═════ Provided information
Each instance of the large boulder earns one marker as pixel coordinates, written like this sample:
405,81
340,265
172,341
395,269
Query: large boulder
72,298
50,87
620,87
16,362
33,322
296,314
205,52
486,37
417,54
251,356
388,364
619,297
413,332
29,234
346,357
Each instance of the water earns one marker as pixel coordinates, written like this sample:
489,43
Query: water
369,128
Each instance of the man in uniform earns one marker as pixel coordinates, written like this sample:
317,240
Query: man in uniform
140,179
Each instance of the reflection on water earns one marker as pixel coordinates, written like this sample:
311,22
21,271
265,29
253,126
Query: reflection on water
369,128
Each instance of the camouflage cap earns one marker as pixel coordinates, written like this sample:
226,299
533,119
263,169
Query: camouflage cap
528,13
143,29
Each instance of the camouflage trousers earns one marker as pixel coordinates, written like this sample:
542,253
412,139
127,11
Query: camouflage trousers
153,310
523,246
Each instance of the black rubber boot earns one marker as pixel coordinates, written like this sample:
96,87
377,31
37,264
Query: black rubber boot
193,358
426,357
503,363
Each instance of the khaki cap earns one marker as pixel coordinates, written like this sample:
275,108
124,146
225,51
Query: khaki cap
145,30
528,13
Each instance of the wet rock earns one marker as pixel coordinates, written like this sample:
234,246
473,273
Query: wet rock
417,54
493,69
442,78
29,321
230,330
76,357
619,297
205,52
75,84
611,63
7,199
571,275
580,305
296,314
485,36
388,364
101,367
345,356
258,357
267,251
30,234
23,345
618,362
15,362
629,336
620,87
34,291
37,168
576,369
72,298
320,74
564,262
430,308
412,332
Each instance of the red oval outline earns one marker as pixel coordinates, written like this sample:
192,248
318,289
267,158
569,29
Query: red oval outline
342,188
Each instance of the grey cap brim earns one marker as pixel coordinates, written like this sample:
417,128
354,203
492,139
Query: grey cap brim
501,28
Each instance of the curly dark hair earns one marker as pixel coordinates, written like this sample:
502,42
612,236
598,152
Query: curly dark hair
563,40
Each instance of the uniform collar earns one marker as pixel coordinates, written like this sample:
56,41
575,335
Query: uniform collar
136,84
══════════
Work to complete :: Could you copy out every record above exactly as it appears?

Task answer ::
Each instance of the large boulder earns one marker as pixel coordinates, written like this sample:
405,81
340,265
172,341
395,269
Query: large boulder
72,298
50,87
620,87
16,362
33,322
296,314
205,52
486,37
417,54
251,356
388,364
619,297
413,332
29,234
346,357
Each instance of the water earns one marker as pixel coordinates, written like this sample:
489,43
Query: water
369,128
Each instance of the man in uniform earns one marker as pixel coordinates, written like this sample:
317,240
Query: man in uniform
140,179
Each instance of the reflection on water earns one marker as pixel coordinates, written like this sample:
311,22
21,271
265,29
253,126
Query: reflection on water
369,128
Each instance of the camouflage cap earns one marker as pixel coordinates, written like this sample:
226,299
533,119
263,169
Query: camouflage cap
528,13
143,29
Each instance of the camouflage trousers earns one marker as pixel coordinates, written like this sample:
542,253
412,139
127,11
Query: camouflage trousers
153,310
523,246
Each instance of the black rubber boot earns one marker as pixel coordinates, written like this sample:
96,87
377,31
37,264
Query: black rubber boot
193,358
426,357
503,363
Each instance of the khaki cap earns one marker as pixel coordinates, written like this sample:
275,108
124,146
225,51
Query: khaki cap
145,30
528,13
Each instance of the wet rock earns one marker as pixel coordinates, written like this sample:
234,246
473,273
Query: wet rock
417,54
493,69
442,78
29,321
230,330
76,357
619,297
205,52
75,84
611,63
7,199
571,275
580,305
296,314
485,36
388,364
101,367
345,356
258,357
267,251
30,234
23,345
618,362
15,362
629,336
620,87
34,291
37,168
576,369
72,298
320,74
564,262
430,308
412,332
Each instance of the red oval outline earns one marker as pixel coordinates, written like this sample:
192,248
318,289
267,158
569,29
Query: red oval outline
342,188
Each instance of the grey cap brim earns one marker as pixel coordinates, written like this sample:
417,128
354,203
492,139
Query: grey cap brim
501,28
Each instance of the curly dark hair earns one marker as pixel coordinates, written like this sample:
502,42
612,236
598,152
Query: curly dark hair
563,40
Each instance of the uniform collar earns one marker as pixel coordinates, written like this sample:
56,41
575,335
Query: uniform collar
136,84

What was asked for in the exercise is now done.